━━━━━ Data rows
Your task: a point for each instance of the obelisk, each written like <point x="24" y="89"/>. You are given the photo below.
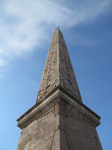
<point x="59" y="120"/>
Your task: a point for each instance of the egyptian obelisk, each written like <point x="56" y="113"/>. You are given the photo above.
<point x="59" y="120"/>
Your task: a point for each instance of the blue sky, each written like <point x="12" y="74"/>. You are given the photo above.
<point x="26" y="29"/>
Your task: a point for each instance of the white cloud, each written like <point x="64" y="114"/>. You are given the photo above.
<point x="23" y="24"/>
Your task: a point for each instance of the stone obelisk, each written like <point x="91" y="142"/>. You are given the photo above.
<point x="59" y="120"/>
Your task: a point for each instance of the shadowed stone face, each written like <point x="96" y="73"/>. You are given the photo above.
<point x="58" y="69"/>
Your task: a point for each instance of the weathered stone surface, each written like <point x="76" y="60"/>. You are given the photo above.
━━━━━━━━━━
━━━━━ Data rows
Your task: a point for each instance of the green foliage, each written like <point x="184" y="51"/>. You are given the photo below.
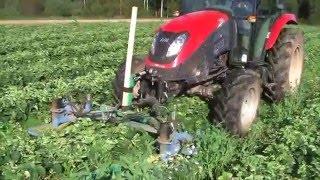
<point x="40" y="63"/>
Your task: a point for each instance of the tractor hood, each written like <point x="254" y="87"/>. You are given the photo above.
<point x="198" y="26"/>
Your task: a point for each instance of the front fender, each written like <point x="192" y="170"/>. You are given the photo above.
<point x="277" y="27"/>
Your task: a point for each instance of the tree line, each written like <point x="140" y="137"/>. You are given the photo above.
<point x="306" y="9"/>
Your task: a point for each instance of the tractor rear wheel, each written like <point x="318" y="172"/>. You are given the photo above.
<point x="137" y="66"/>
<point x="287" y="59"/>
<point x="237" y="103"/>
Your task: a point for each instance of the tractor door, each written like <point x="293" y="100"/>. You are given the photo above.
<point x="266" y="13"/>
━━━━━━━━━━
━━━━━ Data rows
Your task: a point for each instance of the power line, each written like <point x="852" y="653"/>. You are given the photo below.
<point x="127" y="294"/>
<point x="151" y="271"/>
━━━━━━━━━━
:: Task to complete ::
Repeat the data from the line containing "Your task: a point for each instance of the shadowed" through the line containing "Your task: a point for each instance of the weathered", with both of those lines included.

:: Answer to this problem ::
Your task: a point for each instance of the shadowed stone face, each written like <point x="96" y="73"/>. You are given the photo above.
<point x="58" y="69"/>
Your task: a point for each instance of the weathered stone surface, each written like <point x="76" y="60"/>. You are given the photo above.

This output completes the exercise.